# A thread honoring Reuben! King of the dewlaps!



## I_heart_Fraggles (Nov 29, 2012)

Hi everybunny Fraggles here.

As some of you saw some humans got together and made a thread mocking and hating the dewlap! They talked about how dewlaps are bad and how there happy there buns don't have a dewlap or that there bun has a small dewlap and are hoping it does not get bigger.....

It was really scary for us bigger buns to see that our beloved dewey's that we rest our heads on could be somehow done away with and we could all end up with chin lipo...Nobody ever actually said anything about chin lipo but is that not were the humans always end up???

But then when I thought it was totally hopeless and we were going down Reuben showed up!
Yep Reuben stormed onto the thread and did something amazing...He bared his MANLAP 






He bared his beautiful manlap and challenged the haters to come and get him....One by one the backed down and "changed there minds" ever said they loved Reubens manly dewey....
Reuben was brave and showing his manlap! His moobs jiggled and swayed with anger and he used his fat rolls as a beacon to all us bigger buns saying "come with me I will take you out of this place and promise you a brighter day"....
He was actually able to step away from his food bowl for a minute to say "Oh no you didnt hnoyoudidnt:" to those human dewlap haters.....
Reuben has saved us all and for this reason as your president (I was able to take Ohio) I am awarding Reuben a special title. Reuben will from this day forward be known as....
THE GREAT JIGGLEBUN ....RULER OF NEW ZEALAND ,PROTECTOR OF DEWLAPS, EATER OF TREATS!!!! His face will also be placed on our new bun currency as soon as I figure out how to work the printer. I know all of you buns are wiping away tears of joy as we honor our Great Jigglebun....Please feel free to respond here with shouts of "Hail Great Jigglebun"...If you would like to review his act of bravery you may do so at the link below which will most likely become a sacred and treasured relic among bun kind...Thank you all. http://rabbitsonline.net/view_topic.php?id=77171&forum_id=1


----------



## Anaira (Nov 29, 2012)

I can't help feeling this is all a subtly veiled insult...


----------



## I_heart_Fraggles (Nov 29, 2012)

Being made Ruler of New Zealand is an insult???


----------



## JessicaK (Nov 29, 2012)

:bow :bow :bow


----------



## I_heart_Fraggles (Nov 30, 2012)

Yes Gunston and Whidbey...Praise your Jigglebun.


----------



## Anaira (Nov 30, 2012)

Reuben's love handles are so cuddly! This is a PG forum, so I'd better not say much more...but I like his dewlap!


----------



## I_heart_Fraggles (Nov 30, 2012)

I would like to hear a little speech from his majesty accepting his new title.


----------



## Missy (Nov 30, 2012)

:bow All Hail Reuben!!
————————
Tasks to complete ::
**a.** In the Reuben thread, quote from "THE GREAT JIGGLEBUN" up to and including "subtly veiled insult...".
**b.** Answer these questions about the Reuben thread:
(i) On what date was the opening post made?
(ii) Which state does the poster who claims to be president say they were able to take?
(iii) What rating does Anaira say the forum has?
**c.** Carry on the Reuben thread from its final post.
The rows have no connection to the Reuben thread.

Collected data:
————————
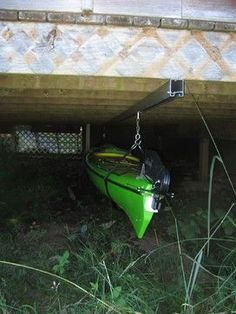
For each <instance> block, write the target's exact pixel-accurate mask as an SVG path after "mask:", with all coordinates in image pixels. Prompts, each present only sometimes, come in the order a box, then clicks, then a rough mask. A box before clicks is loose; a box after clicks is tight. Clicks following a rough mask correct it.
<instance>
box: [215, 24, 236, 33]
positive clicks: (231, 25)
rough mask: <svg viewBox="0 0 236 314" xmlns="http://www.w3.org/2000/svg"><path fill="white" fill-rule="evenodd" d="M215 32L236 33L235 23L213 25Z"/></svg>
mask: <svg viewBox="0 0 236 314" xmlns="http://www.w3.org/2000/svg"><path fill="white" fill-rule="evenodd" d="M214 30H215V31H223V32H225V31H228V32H236V23H222V22H216V23H215V29H214Z"/></svg>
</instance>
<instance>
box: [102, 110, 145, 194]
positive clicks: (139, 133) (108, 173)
mask: <svg viewBox="0 0 236 314" xmlns="http://www.w3.org/2000/svg"><path fill="white" fill-rule="evenodd" d="M140 113H141V112H140V111H138V112H137V115H136V134H135V137H134V144H133V145H132V146H131V147H130V149H129V150H128V151H127V152H126V153H125V154H124V155H123V156H122V157H121V159H120V161H122V160H124V159H125V158H126V157H127V156H128V155H129V154H130V153H131V152H132V151H133V150H135V149H136V148H138V149H139V150H140V151H141V153H142V154H144V151H143V149H142V147H141V143H142V139H141V134H140ZM118 165H119V164H118V163H117V164H116V165H115V166H114V167H113V168H112V169H111V170H110V171H109V172H108V173H107V175H106V176H105V177H104V182H105V188H106V193H107V196H108V197H109V198H111V196H110V193H109V190H108V179H109V177H110V175H111V174H112V173H113V172H114V171H115V170H116V168H117V167H118Z"/></svg>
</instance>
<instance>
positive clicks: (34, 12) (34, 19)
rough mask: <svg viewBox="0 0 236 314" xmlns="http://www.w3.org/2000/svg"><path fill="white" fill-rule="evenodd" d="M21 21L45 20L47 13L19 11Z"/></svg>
mask: <svg viewBox="0 0 236 314" xmlns="http://www.w3.org/2000/svg"><path fill="white" fill-rule="evenodd" d="M19 20H20V21H34V22H45V21H46V13H45V12H38V11H19Z"/></svg>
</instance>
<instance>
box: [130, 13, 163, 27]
mask: <svg viewBox="0 0 236 314" xmlns="http://www.w3.org/2000/svg"><path fill="white" fill-rule="evenodd" d="M160 24H161V19H160V18H159V17H151V16H150V17H147V16H135V17H134V25H135V26H156V27H158V26H160Z"/></svg>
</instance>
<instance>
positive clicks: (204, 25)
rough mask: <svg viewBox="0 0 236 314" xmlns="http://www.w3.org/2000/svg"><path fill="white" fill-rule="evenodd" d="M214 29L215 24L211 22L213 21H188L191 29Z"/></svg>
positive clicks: (192, 20) (203, 29) (189, 28)
mask: <svg viewBox="0 0 236 314" xmlns="http://www.w3.org/2000/svg"><path fill="white" fill-rule="evenodd" d="M214 27H215V22H211V21H199V20H189V21H188V28H189V29H197V30H207V31H212V30H213V29H214Z"/></svg>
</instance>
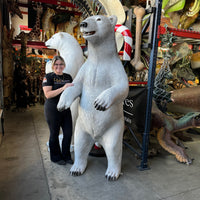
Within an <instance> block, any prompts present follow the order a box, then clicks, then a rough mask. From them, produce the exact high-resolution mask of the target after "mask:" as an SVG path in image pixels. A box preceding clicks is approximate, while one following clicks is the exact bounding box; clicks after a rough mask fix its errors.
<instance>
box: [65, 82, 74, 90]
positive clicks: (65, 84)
mask: <svg viewBox="0 0 200 200" xmlns="http://www.w3.org/2000/svg"><path fill="white" fill-rule="evenodd" d="M71 86H74V84H73V83H66V84H65V85H64V86H63V90H65V89H66V88H68V87H71Z"/></svg>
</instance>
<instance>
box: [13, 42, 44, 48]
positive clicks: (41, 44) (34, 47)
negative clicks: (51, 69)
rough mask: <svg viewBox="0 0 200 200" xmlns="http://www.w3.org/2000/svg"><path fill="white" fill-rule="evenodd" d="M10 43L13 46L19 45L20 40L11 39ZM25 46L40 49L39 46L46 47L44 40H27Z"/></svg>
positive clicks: (16, 45)
mask: <svg viewBox="0 0 200 200" xmlns="http://www.w3.org/2000/svg"><path fill="white" fill-rule="evenodd" d="M12 45H13V46H21V40H13V41H12ZM27 47H33V48H36V49H37V48H39V49H41V48H43V49H44V48H45V49H46V48H47V47H46V46H45V43H44V42H38V41H28V42H27Z"/></svg>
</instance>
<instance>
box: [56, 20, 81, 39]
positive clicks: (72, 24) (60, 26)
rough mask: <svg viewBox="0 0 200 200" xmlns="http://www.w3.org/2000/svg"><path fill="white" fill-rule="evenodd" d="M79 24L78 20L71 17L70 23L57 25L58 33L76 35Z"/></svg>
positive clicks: (57, 31) (66, 23) (68, 22)
mask: <svg viewBox="0 0 200 200" xmlns="http://www.w3.org/2000/svg"><path fill="white" fill-rule="evenodd" d="M77 24H78V20H77V19H76V18H75V17H73V16H71V17H70V21H67V22H63V23H60V24H58V25H57V27H56V32H67V33H69V34H70V35H73V34H74V27H76V26H77Z"/></svg>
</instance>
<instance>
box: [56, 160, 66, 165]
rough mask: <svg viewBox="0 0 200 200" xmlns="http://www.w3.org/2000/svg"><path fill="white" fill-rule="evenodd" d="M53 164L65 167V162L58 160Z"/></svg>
mask: <svg viewBox="0 0 200 200" xmlns="http://www.w3.org/2000/svg"><path fill="white" fill-rule="evenodd" d="M55 163H56V164H58V165H66V162H65V161H64V160H59V161H57V162H55Z"/></svg>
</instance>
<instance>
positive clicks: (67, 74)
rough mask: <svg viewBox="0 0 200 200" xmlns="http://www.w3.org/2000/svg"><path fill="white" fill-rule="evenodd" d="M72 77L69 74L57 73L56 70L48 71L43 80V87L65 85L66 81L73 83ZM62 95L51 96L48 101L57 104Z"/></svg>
mask: <svg viewBox="0 0 200 200" xmlns="http://www.w3.org/2000/svg"><path fill="white" fill-rule="evenodd" d="M71 82H72V77H71V76H70V75H69V74H66V73H63V75H56V74H55V73H54V72H51V73H48V74H46V75H45V77H44V78H43V81H42V87H44V86H52V90H56V89H58V88H61V87H63V86H64V85H65V84H66V83H71ZM60 95H61V94H59V95H57V96H55V97H52V98H49V99H47V100H46V101H48V102H51V103H55V104H57V103H58V101H59V98H60Z"/></svg>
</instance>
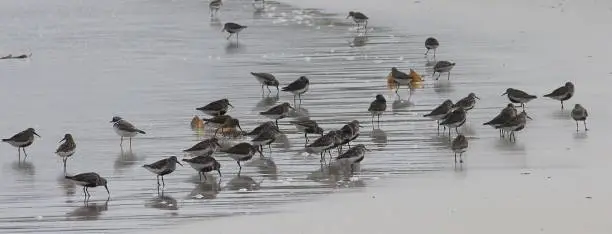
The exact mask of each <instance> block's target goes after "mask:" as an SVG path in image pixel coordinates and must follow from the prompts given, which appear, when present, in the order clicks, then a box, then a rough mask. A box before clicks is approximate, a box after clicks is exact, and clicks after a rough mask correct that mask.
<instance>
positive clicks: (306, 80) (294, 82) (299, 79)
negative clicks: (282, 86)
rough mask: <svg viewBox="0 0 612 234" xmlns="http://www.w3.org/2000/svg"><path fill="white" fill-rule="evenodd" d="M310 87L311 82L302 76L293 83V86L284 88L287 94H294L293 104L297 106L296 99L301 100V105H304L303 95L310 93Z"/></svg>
mask: <svg viewBox="0 0 612 234" xmlns="http://www.w3.org/2000/svg"><path fill="white" fill-rule="evenodd" d="M309 87H310V80H308V78H306V77H305V76H300V78H298V79H297V80H295V81H293V82H292V83H291V84H289V85H287V86H285V87H283V88H282V90H283V91H285V92H291V93H292V94H293V103H294V104H295V97H298V98H299V99H300V103H302V94H304V93H306V92H308V88H309Z"/></svg>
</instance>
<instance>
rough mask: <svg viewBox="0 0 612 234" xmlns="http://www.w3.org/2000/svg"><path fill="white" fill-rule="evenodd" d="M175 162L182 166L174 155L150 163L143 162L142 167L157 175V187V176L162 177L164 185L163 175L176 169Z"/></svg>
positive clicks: (157, 178) (158, 186)
mask: <svg viewBox="0 0 612 234" xmlns="http://www.w3.org/2000/svg"><path fill="white" fill-rule="evenodd" d="M177 163H178V164H179V165H181V166H183V164H181V163H180V162H179V161H178V159H177V158H176V156H170V157H168V158H164V159H162V160H159V161H157V162H154V163H151V164H145V165H143V166H142V167H144V168H145V169H147V170H149V171H150V172H152V173H153V174H156V175H157V187H159V177H161V178H162V186H163V187H166V182H164V176H165V175H168V174H170V173H172V172H174V170H176V164H177Z"/></svg>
————————
Task results ::
**a.**
THE GREAT JIGGLEBUN ....RULER OF NEW ZEALAND ,PROTECTOR OF DEWLAPS, EATER OF TREATS!!!! His face will also be placed on our new bun currency as soon as I figure out how to work the printer. I know all of you buns are wiping away tears of joy as we honor our Great Jigglebun....Please feel free to respond here with shouts of "Hail Great Jigglebun"...If you would like to review his act of bravery you may do so at the link below which will most likely become a sacred and treasured relic among bun kind...Thank you all. http://rabbitsonline.net/view_topic.php?id=77171&forum_id=1


----------



## Anaira (Nov 29, 2012)

I can't help feeling this is all a subtly veiled insult...

**b.**
(i) Nov 29, 2012
(ii) Ohio
(iii) PG

**c.**
Iz iz getting a dewlap and I fink yours iz berry nice!

--Chloe


----------



## I_heart_Fraggles (Nov 30, 2012)

:bow Yes hail the Jigglebun....


----------



## audrinasmommy88 (Nov 30, 2012)

Gracie here!!! I have a quite large dewlap and I was happy to see Reuben bare his! Nobody will be trying to take my dewy! Victory is ours thanks to Reuben!!!!


----------



## littl3red (Nov 30, 2012)

Maya says "Don't be haters!"


----------



## whitelop (Nov 30, 2012)

I gots a big dewlap too! But my mama thinks its adorable! And my mama thinks that Reuben's manlap is the most precious manlap there ever was!


----------



## eclairemom (Nov 30, 2012)

Thinking Ruben and Fraggles would make a nice couple, but those long distance relationships are bound to cause issues.


----------



## Anaira (Nov 30, 2012)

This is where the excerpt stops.